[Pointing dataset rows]

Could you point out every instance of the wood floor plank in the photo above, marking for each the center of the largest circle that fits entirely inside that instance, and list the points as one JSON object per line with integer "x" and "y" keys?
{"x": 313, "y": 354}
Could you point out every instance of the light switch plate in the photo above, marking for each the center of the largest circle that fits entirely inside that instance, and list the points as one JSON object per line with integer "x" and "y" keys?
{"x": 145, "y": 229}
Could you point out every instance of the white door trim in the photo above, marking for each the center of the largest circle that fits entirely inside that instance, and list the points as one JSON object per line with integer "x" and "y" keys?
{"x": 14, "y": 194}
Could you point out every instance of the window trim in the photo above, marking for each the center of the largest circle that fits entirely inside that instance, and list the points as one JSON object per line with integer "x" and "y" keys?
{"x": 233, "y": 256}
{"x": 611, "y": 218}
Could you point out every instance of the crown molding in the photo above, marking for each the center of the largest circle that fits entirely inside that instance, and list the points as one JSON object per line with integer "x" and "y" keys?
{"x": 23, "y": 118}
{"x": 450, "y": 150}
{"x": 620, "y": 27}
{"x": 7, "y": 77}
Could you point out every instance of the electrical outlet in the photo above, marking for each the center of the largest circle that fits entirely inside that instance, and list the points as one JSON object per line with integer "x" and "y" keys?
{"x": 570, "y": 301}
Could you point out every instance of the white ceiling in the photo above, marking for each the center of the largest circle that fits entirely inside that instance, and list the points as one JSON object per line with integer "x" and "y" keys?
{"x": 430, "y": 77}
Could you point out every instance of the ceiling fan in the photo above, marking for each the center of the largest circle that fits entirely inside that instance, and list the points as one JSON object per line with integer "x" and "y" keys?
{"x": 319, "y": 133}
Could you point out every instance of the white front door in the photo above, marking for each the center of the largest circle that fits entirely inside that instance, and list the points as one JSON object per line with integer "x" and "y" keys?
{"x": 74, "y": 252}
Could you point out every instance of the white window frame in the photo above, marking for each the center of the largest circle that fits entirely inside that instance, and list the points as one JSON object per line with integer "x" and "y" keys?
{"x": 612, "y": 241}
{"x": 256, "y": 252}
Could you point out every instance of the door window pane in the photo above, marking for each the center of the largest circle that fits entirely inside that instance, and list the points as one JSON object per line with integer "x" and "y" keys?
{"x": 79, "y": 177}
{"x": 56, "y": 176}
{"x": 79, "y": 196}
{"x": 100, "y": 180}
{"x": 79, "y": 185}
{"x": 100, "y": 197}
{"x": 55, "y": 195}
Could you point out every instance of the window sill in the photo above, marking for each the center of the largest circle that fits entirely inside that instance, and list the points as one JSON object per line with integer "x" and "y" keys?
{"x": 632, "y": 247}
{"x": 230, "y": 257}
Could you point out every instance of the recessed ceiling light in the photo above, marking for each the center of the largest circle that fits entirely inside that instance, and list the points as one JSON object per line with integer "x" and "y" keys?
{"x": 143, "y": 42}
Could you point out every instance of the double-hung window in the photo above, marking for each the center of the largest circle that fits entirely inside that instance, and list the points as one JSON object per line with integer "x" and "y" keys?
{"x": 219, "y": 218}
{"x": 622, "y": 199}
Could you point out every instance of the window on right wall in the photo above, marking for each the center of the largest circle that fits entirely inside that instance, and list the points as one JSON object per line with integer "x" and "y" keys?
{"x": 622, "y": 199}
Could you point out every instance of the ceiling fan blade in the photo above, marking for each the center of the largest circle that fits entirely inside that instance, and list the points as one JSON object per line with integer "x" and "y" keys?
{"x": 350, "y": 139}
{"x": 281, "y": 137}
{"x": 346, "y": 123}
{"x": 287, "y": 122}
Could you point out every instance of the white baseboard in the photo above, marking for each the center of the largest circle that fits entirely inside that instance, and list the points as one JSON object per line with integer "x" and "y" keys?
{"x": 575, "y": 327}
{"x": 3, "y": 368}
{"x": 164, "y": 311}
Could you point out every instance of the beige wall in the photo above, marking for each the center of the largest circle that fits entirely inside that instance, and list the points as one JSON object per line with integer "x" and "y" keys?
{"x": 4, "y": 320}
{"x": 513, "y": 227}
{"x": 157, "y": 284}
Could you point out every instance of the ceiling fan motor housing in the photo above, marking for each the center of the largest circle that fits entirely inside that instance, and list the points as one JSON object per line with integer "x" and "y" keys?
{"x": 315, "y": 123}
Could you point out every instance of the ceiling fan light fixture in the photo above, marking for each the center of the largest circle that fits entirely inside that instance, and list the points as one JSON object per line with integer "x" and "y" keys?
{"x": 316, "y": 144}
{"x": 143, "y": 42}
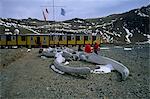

- Instruction
Copy the lines word for word, starting at the line that contains "Could you point out every instance of the ceiling fan motor" and ending with the last of the rows. Do not include any pictures in your copy.

- Finished answer
Could you point out every instance of the ceiling fan motor housing in the photo above, marking for each the center of the largest circle that fits entirely inside that instance, and list the points as one JSON object per line with integer "x" and "y" keys?
{"x": 315, "y": 123}
Could you point out every instance of the ceiling fan light fixture in the photo above, marking for each the center of the largest circle that fits entirely inside that instance, and list the points as one JSON object per line with integer "x" and "y" keys?
{"x": 316, "y": 144}
{"x": 143, "y": 42}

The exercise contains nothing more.